[Records excerpted from a collection]
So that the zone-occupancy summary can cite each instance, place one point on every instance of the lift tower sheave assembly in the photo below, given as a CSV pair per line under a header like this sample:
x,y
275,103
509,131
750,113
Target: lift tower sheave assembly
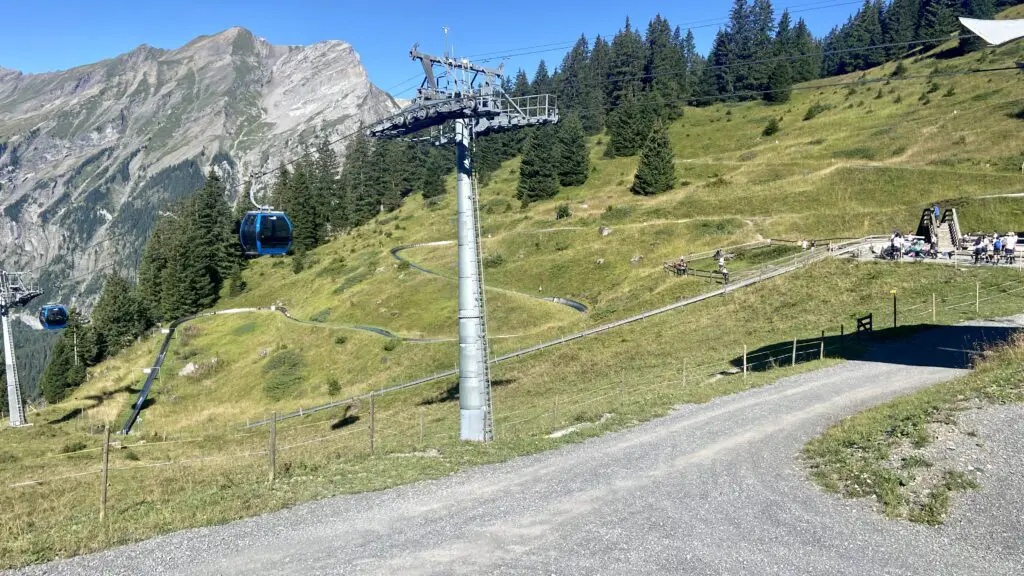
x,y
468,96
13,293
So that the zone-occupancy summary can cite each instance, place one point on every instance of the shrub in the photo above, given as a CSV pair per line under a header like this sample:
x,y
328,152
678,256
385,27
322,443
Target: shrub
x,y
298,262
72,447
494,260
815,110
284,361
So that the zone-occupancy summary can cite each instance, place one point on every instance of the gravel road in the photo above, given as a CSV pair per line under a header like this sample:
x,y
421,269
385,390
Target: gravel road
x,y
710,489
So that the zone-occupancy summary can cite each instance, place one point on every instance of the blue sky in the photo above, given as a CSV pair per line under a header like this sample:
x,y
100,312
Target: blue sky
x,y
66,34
...
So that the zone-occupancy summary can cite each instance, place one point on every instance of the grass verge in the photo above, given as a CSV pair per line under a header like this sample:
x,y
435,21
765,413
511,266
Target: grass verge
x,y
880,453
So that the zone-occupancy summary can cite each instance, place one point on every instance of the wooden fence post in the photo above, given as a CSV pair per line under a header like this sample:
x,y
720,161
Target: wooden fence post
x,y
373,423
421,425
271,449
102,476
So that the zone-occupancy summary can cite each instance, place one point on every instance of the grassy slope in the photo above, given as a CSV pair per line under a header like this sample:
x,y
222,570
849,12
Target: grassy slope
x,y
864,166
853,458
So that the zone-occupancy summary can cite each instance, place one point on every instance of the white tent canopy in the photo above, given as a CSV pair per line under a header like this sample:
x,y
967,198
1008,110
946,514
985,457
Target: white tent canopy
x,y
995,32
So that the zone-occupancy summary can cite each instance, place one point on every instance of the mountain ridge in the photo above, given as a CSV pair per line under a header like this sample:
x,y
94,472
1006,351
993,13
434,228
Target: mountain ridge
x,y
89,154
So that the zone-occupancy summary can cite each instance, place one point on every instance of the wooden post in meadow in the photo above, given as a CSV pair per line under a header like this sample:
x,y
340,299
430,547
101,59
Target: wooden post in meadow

→ **What to produce**
The records are given above. Copy each line in them that holds "meadow".

→ **Result of this exercise**
So that the zone-occupancy summary can cite each instance, place one point on every instance of the wooden post in meadow in the photo above, given as a CSV pair per line under a header like this sample:
Target: wooden post in meadow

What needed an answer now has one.